TASK TO CARRY OUT: Using the records below, output the stretch that opens with the line containing "If you could point to the bird's" and closes with the line containing "If you could point to the flying", exactly and including both lines, with nothing more.

DATA EXTRACT:
_ _ _ _ _
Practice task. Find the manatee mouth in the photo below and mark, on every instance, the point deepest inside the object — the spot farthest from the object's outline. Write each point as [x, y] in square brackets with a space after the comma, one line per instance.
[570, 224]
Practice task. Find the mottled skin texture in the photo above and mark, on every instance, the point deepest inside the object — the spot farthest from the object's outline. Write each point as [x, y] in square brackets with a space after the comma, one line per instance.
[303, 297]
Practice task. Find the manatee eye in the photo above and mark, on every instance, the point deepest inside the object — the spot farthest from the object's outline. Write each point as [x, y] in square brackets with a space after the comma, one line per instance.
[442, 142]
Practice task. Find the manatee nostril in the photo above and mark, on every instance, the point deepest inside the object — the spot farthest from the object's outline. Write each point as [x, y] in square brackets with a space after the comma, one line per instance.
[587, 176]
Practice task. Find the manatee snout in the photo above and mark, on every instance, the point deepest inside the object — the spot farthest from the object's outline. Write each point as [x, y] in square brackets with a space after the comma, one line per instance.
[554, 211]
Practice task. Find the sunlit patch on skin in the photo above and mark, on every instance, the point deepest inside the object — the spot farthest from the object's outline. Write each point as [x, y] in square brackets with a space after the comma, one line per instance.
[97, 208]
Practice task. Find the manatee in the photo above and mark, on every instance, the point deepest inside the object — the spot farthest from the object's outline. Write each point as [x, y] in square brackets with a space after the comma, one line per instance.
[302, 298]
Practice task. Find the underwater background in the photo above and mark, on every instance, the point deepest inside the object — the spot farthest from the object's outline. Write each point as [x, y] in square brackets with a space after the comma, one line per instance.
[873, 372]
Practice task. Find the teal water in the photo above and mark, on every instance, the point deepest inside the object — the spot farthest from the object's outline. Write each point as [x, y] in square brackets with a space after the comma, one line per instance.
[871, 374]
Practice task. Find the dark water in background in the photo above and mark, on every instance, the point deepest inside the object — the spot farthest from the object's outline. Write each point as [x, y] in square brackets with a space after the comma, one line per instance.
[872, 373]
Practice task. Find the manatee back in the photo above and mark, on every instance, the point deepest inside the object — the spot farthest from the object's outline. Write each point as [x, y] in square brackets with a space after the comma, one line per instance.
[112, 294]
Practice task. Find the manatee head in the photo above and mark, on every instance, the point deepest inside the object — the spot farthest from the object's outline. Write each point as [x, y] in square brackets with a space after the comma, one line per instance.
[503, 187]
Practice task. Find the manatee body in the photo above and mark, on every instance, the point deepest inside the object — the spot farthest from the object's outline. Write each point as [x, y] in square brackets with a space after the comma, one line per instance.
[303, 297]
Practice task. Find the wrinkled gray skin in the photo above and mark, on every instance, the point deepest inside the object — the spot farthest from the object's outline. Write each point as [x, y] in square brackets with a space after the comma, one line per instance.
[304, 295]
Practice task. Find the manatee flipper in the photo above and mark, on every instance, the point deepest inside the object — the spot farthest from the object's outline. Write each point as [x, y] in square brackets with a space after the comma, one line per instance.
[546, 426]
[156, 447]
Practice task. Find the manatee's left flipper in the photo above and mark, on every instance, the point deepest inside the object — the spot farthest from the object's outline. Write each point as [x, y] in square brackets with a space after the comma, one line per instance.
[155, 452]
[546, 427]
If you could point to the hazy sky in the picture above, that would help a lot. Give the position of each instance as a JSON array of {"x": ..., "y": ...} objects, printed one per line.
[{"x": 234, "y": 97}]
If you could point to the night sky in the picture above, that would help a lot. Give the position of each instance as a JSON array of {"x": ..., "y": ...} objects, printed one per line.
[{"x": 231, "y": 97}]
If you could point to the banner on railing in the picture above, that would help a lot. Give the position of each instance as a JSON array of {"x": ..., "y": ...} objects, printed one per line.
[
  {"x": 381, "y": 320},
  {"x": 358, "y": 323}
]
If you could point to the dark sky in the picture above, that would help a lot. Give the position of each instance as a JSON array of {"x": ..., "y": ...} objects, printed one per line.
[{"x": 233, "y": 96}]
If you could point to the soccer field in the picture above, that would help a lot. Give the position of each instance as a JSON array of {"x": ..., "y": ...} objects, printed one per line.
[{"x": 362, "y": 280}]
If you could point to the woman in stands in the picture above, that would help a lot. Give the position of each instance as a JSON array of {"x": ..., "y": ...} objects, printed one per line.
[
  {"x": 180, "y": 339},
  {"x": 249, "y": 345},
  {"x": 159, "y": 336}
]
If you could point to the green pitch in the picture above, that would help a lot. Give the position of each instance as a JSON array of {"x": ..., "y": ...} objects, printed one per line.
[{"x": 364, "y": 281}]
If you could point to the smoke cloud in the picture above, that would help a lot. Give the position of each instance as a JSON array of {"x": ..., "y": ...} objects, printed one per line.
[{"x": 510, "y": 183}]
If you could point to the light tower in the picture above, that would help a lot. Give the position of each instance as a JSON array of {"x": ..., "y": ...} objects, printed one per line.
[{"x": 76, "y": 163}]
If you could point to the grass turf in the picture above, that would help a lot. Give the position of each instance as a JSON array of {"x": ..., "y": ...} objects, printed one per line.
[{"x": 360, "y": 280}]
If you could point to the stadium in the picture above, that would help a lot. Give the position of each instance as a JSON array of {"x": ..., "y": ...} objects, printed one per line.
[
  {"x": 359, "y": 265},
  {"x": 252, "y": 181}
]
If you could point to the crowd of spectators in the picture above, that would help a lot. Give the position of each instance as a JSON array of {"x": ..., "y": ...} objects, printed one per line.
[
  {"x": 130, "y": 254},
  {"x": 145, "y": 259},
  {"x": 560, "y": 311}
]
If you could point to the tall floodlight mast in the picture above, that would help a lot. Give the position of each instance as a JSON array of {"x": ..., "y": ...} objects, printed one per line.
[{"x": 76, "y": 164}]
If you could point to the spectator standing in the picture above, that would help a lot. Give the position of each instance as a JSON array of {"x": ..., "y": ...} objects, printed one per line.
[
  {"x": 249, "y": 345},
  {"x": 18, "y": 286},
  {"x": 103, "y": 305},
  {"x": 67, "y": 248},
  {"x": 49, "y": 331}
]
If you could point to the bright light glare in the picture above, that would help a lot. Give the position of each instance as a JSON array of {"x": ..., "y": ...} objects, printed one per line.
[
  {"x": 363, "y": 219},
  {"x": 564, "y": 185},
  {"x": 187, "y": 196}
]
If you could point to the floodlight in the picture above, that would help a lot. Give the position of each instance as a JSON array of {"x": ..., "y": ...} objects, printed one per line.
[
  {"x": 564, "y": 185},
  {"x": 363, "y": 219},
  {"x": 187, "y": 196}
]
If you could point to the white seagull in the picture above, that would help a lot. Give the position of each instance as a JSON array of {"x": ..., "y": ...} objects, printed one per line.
_ _ _ _ _
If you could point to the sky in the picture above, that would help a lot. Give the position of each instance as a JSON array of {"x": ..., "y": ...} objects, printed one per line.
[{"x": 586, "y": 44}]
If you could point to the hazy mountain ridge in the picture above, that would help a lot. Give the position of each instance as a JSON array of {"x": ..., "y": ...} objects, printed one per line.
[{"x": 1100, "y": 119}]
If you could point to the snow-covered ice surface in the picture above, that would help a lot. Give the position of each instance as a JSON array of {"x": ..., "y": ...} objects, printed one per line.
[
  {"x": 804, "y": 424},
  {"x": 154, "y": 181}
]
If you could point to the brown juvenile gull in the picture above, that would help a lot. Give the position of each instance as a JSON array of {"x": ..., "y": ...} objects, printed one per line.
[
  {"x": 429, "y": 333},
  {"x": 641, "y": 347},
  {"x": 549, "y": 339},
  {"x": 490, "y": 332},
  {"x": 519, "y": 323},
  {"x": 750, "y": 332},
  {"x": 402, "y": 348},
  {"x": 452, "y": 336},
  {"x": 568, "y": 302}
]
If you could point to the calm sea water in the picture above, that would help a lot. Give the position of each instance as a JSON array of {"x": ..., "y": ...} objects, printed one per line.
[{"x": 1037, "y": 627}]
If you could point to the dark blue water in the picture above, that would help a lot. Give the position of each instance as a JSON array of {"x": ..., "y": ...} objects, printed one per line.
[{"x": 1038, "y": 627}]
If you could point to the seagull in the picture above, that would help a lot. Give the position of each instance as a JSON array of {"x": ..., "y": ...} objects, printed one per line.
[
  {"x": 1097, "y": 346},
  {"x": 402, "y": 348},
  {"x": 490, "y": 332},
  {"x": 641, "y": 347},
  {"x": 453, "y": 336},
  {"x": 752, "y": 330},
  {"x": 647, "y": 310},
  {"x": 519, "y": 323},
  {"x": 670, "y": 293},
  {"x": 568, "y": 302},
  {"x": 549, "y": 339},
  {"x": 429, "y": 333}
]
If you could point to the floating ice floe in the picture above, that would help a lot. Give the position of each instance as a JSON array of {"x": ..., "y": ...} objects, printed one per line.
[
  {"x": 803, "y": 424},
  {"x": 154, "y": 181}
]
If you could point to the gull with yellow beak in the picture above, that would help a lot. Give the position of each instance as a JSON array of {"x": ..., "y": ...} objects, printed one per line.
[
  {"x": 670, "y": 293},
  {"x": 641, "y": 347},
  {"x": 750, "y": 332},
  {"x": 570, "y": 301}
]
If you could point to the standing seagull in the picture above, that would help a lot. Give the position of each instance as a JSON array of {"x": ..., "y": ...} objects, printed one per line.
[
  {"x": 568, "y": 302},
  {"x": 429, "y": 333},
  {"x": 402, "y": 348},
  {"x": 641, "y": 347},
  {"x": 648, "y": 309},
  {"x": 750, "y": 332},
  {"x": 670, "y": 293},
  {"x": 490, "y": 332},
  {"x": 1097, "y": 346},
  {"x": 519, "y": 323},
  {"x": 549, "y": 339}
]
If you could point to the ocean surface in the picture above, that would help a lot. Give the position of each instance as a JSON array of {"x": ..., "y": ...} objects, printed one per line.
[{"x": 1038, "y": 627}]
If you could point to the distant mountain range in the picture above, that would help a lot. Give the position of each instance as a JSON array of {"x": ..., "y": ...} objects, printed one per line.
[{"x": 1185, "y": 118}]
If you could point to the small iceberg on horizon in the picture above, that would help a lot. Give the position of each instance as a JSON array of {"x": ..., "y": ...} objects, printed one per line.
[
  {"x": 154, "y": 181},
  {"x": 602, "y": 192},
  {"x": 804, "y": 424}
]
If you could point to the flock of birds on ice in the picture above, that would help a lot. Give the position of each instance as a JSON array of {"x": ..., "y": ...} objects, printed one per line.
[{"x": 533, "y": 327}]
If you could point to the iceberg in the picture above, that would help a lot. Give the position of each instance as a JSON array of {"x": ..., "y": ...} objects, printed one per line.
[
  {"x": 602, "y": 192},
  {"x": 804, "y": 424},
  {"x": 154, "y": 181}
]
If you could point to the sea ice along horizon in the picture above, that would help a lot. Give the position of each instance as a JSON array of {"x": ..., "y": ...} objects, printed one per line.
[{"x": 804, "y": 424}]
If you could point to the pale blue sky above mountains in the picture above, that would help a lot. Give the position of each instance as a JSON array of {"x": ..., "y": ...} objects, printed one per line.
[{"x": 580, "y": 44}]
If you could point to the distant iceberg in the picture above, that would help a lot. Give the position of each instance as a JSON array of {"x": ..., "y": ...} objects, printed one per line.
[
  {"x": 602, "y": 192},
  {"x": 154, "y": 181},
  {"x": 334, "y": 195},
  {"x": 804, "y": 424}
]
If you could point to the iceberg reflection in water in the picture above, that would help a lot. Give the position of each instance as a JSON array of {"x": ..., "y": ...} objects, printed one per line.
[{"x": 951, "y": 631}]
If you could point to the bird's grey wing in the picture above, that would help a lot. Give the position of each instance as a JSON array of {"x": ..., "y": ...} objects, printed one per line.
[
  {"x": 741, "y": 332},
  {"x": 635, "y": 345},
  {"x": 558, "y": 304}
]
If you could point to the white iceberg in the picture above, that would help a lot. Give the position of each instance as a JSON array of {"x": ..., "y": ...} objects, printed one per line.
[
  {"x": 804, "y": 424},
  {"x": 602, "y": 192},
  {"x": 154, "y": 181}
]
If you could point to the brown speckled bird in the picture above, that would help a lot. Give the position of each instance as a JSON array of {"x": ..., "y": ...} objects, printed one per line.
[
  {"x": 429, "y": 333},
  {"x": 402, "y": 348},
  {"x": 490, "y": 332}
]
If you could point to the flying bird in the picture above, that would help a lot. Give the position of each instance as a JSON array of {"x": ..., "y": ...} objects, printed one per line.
_ _ _ _ _
FINAL ANSWER:
If you could point to the bird's grey wing in the picture above, that would help a lot. Give the position of each instance as a JSON array of {"x": ..., "y": ...} objects, printed one per line.
[
  {"x": 741, "y": 332},
  {"x": 635, "y": 345},
  {"x": 558, "y": 304}
]
If you could point to the white iceberg in the picture above, that would help a lot. Give the position of each instance as a JSON array of {"x": ..., "y": ...} objects, printed one per line.
[
  {"x": 804, "y": 424},
  {"x": 602, "y": 192},
  {"x": 154, "y": 181}
]
If you could point to the brown speckled bird in the picture above, that would help a lot. Give the position of each instance as a JSON array of {"x": ..., "y": ...} objects, printed one per line.
[
  {"x": 429, "y": 333},
  {"x": 402, "y": 348},
  {"x": 490, "y": 332}
]
If you could point to the flying bird in the picture above, that would help a lot. Give the position of each instance as a JSON array of {"x": ..., "y": ...} objects, printed one per line.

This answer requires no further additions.